▶ _Extracted data_:
···
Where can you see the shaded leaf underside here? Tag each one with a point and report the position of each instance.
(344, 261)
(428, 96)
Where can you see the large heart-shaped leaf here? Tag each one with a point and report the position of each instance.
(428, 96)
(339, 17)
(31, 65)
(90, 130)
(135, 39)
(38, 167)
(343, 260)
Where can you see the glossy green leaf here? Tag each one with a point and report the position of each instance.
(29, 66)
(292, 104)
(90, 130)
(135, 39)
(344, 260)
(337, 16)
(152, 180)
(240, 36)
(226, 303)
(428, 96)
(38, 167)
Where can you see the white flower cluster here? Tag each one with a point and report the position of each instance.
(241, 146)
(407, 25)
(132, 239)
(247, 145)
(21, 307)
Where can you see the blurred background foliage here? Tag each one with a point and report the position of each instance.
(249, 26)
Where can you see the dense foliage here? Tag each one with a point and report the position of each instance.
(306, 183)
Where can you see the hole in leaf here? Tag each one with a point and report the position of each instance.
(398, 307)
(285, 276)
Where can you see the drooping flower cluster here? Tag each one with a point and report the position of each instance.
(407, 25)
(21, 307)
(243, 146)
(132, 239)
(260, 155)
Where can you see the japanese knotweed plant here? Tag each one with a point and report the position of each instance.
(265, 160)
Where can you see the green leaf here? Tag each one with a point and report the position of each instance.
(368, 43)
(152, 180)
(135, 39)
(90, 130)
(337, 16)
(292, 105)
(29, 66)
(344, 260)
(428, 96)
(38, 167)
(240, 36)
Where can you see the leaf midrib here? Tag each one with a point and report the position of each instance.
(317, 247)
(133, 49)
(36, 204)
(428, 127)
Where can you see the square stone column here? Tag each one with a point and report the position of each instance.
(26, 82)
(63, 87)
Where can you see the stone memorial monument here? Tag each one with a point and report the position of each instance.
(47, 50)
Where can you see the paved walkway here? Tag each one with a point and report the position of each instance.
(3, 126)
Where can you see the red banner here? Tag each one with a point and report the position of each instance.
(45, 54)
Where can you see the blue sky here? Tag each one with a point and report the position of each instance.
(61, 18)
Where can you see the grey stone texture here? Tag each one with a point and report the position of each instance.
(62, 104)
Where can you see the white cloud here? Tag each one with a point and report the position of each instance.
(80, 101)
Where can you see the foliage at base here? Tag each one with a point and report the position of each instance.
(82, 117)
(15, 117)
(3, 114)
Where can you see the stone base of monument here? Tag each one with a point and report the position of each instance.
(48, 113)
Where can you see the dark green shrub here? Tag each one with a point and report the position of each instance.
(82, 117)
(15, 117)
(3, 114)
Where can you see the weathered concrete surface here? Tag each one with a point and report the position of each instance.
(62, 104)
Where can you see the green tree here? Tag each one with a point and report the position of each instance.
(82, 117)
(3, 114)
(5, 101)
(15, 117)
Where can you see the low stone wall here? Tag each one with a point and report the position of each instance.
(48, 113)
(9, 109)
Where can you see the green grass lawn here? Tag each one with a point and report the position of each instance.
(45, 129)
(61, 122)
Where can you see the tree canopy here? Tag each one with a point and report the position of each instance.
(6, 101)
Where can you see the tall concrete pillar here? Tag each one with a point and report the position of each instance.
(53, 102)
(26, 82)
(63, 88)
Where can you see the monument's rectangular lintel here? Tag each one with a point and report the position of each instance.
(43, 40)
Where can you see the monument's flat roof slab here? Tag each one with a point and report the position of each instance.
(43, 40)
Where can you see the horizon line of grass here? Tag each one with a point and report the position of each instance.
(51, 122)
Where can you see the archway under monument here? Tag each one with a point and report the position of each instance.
···
▶ _What you have to do_:
The material is to be written out once more, exactly and in full.

▶ _Result of this exercise_:
Where can you see the shaded leaf underside here? Tag each one with a point and report the position of each instance.
(344, 261)
(428, 96)
Where can you see the large heart-shaped leaf here? Tag each one with a point and report the position of each instance.
(428, 96)
(339, 17)
(31, 65)
(90, 130)
(135, 39)
(38, 167)
(343, 260)
Where can you see the glossy green leaf here? Tag each one with a point and report the position of each instance.
(29, 66)
(292, 104)
(90, 130)
(135, 39)
(344, 260)
(337, 16)
(152, 180)
(240, 36)
(226, 303)
(428, 96)
(38, 167)
Where can you see the white flower cluster here? Tag each one with a point and report the position of each instance.
(241, 146)
(407, 25)
(132, 239)
(247, 145)
(21, 307)
Where can you see the blurred background foliage here? Tag each one with a point and report the position of each instance.
(249, 26)
Where can you see the dense foliage here? Tag each one with a point and report the position of each instance.
(306, 183)
Where can you see the hole in leaf here? Tag each one with a point and report the position of each instance.
(398, 307)
(285, 276)
Where can you see the drooping flower cluster here? Tag each one with a point and report the position of each instance.
(407, 25)
(21, 307)
(243, 146)
(132, 239)
(260, 155)
Where can you see the japanese knotweed plant here? Tag each one with a point and report the position of each instance.
(265, 160)
Where can you see the green leaf here? Tag each one with a point and report the position of each instance.
(368, 43)
(152, 180)
(135, 39)
(90, 130)
(337, 16)
(292, 105)
(29, 66)
(344, 260)
(428, 96)
(38, 167)
(240, 36)
Where can you see the leaf midrib here? Tag each one with a point and report the position of each instance.
(317, 247)
(133, 49)
(36, 204)
(428, 127)
Where can you see the square stone column here? Tag each one with a point and report the position of each instance.
(26, 82)
(63, 87)
Where can you see the stone memorial monument here? Tag each one with a point and report the position of each instance.
(47, 50)
Where can you see the paved walkway here? Tag each one with a point and report the position of each instance.
(3, 126)
Where can you see the red banner here? Tag each one with a point and report the position of each instance.
(45, 54)
Where can you see the blue sky here? Tag each one with a point and report the position of each instance.
(61, 18)
Where can you see the grey stone texture here? Tag each one with a point and report the position of each instance.
(62, 104)
Where can you see the white cloud here? Tag each one with a point and report the position of each instance.
(80, 101)
Where can you see the foliage at base here? Tag each one with a point and report the position of each instance.
(82, 117)
(15, 117)
(3, 114)
Where can you see the stone base of monument here? Tag each one with a point and report the position of each instance.
(48, 113)
Where can you see the dark green shrub here? Tag each one with a point and report the position of each instance.
(82, 117)
(15, 117)
(3, 114)
Where can you see the weathered concrete surface here? Tag each one with a point and report the position of each instance.
(62, 104)
Where can you see the green tree here? Tag each one with a point and report the position of each instance.
(82, 117)
(3, 114)
(5, 101)
(15, 117)
Where can you see the low stone wall here? Tag each one with a point and report the position of each instance.
(48, 113)
(9, 109)
Where can you see the green grass lawn here? Tag each one with a point and report the position of each instance.
(45, 129)
(61, 122)
Where can you see the tree canopy here? Tag each one with a point and report the position of each instance.
(6, 101)
Where can you see the tall concrete pillar here? Tag each one with a point and report the position of each instance.
(53, 102)
(26, 82)
(63, 88)
Where can you see the monument's rectangular lintel here? Tag each one with a point and report the position of each instance.
(43, 40)
Where can you see the monument's flat roof slab here? Tag each one with a point and report the position of each instance.
(43, 40)
Where can you see the horizon line of grass here? Tag each one with a point and report the position of each instance.
(51, 122)
Where can you see the archway under monument here? Tag each one with a point and report the position of each instance.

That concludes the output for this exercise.